**RECORDS:**
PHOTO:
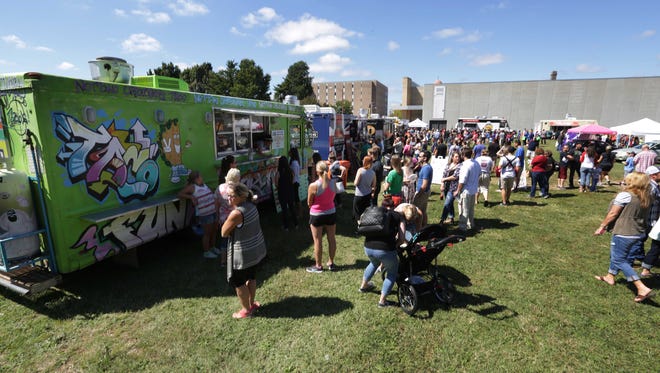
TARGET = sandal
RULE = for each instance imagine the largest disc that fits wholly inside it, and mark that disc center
(604, 279)
(242, 314)
(641, 298)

**PROBLEM TO SOLVE:**
Where pictures appear, skip them and transcribe all other material word for word.

**OUTPUT OF THE EXERCISE:**
PHOTO:
TARGET = sandal
RULE = for each instance imagine the largest disc that fits wholly inside it, and mark that disc center
(604, 279)
(242, 314)
(641, 298)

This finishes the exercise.